**Task to complete:** From the records below, pull out every line that contains the string "textured" and list those lines unchanged.

--- START Raw records ---

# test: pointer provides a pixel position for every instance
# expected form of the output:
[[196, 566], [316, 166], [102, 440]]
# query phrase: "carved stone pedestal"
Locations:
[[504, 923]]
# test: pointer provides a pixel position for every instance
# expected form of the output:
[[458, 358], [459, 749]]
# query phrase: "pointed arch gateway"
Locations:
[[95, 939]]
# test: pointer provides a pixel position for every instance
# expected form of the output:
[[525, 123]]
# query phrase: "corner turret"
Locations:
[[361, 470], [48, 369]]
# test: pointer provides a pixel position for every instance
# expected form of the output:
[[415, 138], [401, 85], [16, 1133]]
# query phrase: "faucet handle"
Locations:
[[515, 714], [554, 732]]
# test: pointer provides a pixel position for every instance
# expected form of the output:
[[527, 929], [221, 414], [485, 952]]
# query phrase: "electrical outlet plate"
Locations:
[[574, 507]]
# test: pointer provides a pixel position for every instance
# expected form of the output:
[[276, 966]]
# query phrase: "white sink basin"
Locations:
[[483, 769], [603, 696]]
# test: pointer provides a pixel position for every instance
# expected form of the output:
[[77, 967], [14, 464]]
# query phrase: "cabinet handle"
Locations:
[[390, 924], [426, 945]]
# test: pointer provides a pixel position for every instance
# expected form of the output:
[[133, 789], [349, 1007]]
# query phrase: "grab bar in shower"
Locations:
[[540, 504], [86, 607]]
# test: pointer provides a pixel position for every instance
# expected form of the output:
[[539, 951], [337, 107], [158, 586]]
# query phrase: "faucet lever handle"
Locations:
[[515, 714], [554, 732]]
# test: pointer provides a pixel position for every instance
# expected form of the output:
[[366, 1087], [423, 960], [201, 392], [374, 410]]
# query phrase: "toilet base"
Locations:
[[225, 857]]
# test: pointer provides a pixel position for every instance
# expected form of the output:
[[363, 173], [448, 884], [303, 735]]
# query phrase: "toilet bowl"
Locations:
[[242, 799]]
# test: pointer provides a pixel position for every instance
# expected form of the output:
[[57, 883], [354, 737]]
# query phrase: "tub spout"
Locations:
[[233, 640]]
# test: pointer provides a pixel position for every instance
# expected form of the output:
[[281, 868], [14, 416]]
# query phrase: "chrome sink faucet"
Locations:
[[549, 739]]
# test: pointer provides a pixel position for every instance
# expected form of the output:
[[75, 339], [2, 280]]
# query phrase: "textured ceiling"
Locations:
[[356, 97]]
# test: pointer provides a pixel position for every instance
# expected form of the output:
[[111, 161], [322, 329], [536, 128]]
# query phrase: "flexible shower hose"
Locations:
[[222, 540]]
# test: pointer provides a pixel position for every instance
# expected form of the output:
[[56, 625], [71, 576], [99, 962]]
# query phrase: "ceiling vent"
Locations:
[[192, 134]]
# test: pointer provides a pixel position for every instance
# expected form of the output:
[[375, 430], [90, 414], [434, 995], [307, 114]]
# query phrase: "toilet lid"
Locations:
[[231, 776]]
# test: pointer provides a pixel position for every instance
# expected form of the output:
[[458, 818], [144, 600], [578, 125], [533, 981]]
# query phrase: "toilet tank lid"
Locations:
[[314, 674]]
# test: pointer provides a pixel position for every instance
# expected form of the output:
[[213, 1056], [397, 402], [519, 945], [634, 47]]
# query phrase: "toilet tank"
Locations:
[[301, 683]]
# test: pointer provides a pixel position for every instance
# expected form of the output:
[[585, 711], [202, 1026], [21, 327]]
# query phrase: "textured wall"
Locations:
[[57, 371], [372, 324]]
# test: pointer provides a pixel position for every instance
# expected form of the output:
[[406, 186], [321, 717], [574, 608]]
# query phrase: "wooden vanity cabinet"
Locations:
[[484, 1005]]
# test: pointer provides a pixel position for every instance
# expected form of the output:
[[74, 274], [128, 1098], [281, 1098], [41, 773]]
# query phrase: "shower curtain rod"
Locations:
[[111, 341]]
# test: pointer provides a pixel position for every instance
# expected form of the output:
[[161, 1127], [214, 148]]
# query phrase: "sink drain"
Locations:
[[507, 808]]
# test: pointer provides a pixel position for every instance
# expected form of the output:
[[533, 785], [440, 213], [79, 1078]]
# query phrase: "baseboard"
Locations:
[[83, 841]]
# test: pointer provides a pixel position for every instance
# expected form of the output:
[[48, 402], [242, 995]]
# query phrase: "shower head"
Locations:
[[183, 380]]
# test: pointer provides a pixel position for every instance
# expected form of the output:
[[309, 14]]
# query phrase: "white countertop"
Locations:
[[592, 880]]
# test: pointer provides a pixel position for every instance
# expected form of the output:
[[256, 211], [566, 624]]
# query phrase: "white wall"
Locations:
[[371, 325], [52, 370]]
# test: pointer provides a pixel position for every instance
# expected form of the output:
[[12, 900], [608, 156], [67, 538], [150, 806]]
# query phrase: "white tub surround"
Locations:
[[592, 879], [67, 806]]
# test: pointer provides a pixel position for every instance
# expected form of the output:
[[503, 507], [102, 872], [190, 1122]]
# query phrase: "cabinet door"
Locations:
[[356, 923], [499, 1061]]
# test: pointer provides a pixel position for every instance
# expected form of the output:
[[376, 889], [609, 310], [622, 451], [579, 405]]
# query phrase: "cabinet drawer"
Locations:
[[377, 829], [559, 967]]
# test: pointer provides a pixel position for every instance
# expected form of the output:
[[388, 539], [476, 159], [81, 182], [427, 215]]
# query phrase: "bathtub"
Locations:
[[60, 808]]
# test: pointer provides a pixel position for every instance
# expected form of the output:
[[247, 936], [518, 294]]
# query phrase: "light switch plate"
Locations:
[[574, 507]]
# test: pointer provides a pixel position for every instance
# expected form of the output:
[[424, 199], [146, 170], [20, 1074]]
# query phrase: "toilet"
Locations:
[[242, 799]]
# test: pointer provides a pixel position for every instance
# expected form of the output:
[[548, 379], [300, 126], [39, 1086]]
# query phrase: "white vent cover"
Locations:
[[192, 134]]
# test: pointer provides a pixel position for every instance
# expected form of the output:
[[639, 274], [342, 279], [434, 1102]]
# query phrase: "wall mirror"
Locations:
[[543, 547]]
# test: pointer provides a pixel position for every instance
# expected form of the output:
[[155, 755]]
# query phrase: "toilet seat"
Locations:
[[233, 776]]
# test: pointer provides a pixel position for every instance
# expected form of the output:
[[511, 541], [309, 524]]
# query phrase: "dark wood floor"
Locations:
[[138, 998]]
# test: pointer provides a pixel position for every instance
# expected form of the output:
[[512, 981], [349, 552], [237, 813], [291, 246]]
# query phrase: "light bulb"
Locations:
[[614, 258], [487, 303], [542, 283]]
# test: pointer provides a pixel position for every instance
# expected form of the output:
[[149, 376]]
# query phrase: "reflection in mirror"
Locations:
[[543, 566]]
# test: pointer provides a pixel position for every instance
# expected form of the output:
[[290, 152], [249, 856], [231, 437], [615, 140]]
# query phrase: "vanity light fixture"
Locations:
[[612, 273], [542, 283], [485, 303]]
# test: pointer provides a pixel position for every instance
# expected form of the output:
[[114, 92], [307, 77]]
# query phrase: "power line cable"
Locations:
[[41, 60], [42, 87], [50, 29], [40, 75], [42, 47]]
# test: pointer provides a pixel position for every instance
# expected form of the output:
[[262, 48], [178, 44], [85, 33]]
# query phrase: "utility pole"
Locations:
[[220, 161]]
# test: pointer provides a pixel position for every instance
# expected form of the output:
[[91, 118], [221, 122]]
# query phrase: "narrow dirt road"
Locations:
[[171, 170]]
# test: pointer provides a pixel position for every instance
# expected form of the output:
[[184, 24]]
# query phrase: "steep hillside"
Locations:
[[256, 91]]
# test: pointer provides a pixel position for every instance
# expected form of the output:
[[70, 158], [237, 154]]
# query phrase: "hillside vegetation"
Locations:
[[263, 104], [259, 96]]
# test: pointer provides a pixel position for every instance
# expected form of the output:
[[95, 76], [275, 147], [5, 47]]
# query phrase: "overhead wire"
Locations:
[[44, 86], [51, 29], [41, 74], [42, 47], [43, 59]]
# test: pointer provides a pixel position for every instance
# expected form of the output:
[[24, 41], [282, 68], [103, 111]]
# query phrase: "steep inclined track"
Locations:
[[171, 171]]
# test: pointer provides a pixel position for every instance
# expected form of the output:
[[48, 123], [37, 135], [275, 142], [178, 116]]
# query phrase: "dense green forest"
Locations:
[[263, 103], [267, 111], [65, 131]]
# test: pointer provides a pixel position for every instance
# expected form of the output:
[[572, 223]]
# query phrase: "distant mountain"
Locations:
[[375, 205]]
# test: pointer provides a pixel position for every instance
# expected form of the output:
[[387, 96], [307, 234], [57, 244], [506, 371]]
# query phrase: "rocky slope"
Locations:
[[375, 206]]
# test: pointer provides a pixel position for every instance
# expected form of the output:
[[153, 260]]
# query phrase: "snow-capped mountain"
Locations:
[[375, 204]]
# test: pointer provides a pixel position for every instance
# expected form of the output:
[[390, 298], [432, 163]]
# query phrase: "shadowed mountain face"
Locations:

--- END Raw records ---

**Task result:**
# query phrase: "textured ceiling"
# query phrase: "textured wall"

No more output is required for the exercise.